Задача для решения = Где, как сказано в тексте о повести «Невский проспект», на самом деле разворачиваются её события?

Текст для чтения =
***
В повести «Невский проспект» Петербург сложен, его образная структура пестра, но все же город – некое единство, жизнь в котором настолько жестко регламентирована, что невольно рождается мысль о фатальной предопределенности человеческой судьбы.

«Величие и поэтичность пушкинского Петербурга превратились здесь в устрашающую нерасторжимость личности с миром вещей, вещного порядка, искусственной, фальшивой системы поведения» (2).

Единство человека и вещи, в котором вещь, неживое, замещает живое, человека, также можно рассматривать, как и предлагает А. Николаев, как выражение пошлости окружающего, обыденного мира.

Местом действия в повести Гоголя избирается Невский проспект (хотя на самом деле события разворачиваются на «Мещанской и других улицах»), Невский проспект как общесословная, доступная всем (но в разное время) «коммуникация» Петербурга, «выставка» Петербурга, «красавица» Петербурга.

«Нет ничего лучше Невского проспекта, по крайней мере в Петербурге; для него он составляет все. Чем не блестит эта улица – красавица нашей столицы! <…> Здесь единственное место, где показываются люди не по необходимости, куда не загнала их надобность или меркантильный интерес, объемлющий весь Петербург. Кажется, человек, встреченный на Невском проспекте, менее эгоист, нежели в Морской, Гороховой, Литейной, Мещанской и других улицах, где жадность и корысть, и надобность выражаются на идущих и летящих в каретах и на дрожках». (2,5)

Возникает иллюзия всеобщности существования на Невском проспекте – доступ сюда открыт всем, но затем эта тема единения отменяется, вытесняясь новой – вселенской разобщенностью мира. На Невском проспекте являются люди, зеваки, несущие свою оценку прохожим и вызывающие неприятие говорящего, что выражается в насмешливом и даже язвительном описании.

«Создатель! Какие странные характеры встречаются на Невском проспекте! Есть множество таких людей, которые, встретившись с вами, непременно посмотрят на сапоги ваши, и если вы пройдете, они оборотятся назад, чтобы посмотреть на ваши фалды. Я до сих пор не могу понять, отчего это бывает»* (2,9)
***
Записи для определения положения
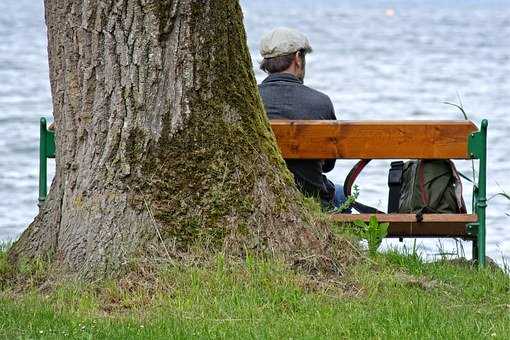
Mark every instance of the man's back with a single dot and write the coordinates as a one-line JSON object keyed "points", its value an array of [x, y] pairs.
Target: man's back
{"points": [[285, 97]]}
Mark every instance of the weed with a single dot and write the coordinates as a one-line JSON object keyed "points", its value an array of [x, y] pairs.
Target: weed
{"points": [[373, 231]]}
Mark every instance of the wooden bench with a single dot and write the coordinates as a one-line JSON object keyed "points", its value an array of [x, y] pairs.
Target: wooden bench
{"points": [[374, 140], [309, 139]]}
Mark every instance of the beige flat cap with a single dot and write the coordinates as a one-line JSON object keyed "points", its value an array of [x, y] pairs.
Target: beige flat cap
{"points": [[283, 41]]}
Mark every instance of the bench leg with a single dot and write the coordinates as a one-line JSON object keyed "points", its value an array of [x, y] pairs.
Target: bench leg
{"points": [[475, 250], [43, 186]]}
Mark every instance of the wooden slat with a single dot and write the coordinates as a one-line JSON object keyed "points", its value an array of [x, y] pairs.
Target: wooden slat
{"points": [[319, 139], [405, 225]]}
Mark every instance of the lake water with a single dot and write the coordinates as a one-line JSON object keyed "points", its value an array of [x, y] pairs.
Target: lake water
{"points": [[375, 59]]}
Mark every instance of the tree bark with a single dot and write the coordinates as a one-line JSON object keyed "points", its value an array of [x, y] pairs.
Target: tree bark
{"points": [[162, 140]]}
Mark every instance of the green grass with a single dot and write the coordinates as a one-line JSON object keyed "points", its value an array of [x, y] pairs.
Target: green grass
{"points": [[392, 296]]}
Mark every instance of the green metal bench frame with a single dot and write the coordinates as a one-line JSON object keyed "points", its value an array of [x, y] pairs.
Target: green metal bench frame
{"points": [[477, 147], [46, 150]]}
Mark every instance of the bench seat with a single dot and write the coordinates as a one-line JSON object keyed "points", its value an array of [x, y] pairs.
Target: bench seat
{"points": [[405, 225]]}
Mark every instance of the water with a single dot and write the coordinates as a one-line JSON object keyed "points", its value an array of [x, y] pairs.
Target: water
{"points": [[372, 65]]}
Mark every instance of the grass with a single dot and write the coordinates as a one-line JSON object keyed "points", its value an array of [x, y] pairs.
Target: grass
{"points": [[393, 295]]}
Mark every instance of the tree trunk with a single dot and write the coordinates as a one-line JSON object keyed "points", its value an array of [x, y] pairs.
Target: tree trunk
{"points": [[162, 140]]}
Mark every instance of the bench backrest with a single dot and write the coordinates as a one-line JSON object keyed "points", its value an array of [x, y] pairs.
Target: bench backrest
{"points": [[312, 139]]}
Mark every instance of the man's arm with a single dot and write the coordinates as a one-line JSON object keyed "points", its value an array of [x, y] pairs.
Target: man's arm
{"points": [[329, 164]]}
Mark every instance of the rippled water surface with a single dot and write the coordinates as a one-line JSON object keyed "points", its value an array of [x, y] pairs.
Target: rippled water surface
{"points": [[372, 64]]}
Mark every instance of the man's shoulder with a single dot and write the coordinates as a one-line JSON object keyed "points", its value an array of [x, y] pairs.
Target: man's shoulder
{"points": [[317, 94]]}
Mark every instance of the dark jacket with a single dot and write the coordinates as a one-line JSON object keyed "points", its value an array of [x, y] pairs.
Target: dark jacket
{"points": [[285, 97]]}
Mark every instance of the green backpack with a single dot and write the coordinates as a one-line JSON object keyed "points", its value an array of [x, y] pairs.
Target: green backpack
{"points": [[431, 186], [416, 186]]}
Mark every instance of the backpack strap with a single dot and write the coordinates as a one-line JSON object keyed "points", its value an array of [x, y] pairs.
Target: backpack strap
{"points": [[395, 186], [349, 182], [458, 189]]}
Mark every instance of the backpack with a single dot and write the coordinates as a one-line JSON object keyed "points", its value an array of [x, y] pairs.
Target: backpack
{"points": [[417, 186]]}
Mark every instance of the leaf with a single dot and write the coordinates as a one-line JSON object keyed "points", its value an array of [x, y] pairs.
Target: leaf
{"points": [[373, 221], [360, 224]]}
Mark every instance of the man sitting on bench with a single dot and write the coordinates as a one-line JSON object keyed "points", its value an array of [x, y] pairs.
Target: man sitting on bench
{"points": [[285, 97]]}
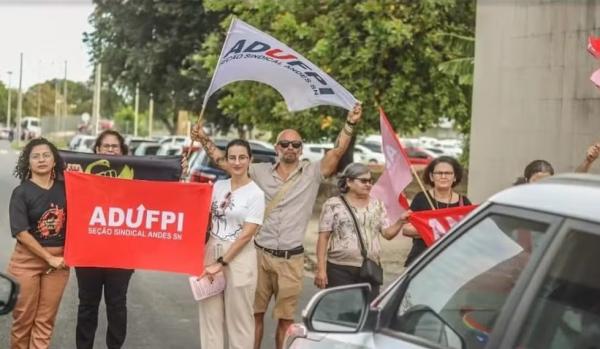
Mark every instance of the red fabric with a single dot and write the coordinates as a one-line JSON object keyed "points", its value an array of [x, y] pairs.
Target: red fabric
***
Выполненное задание = На «Мещанской и других улицах».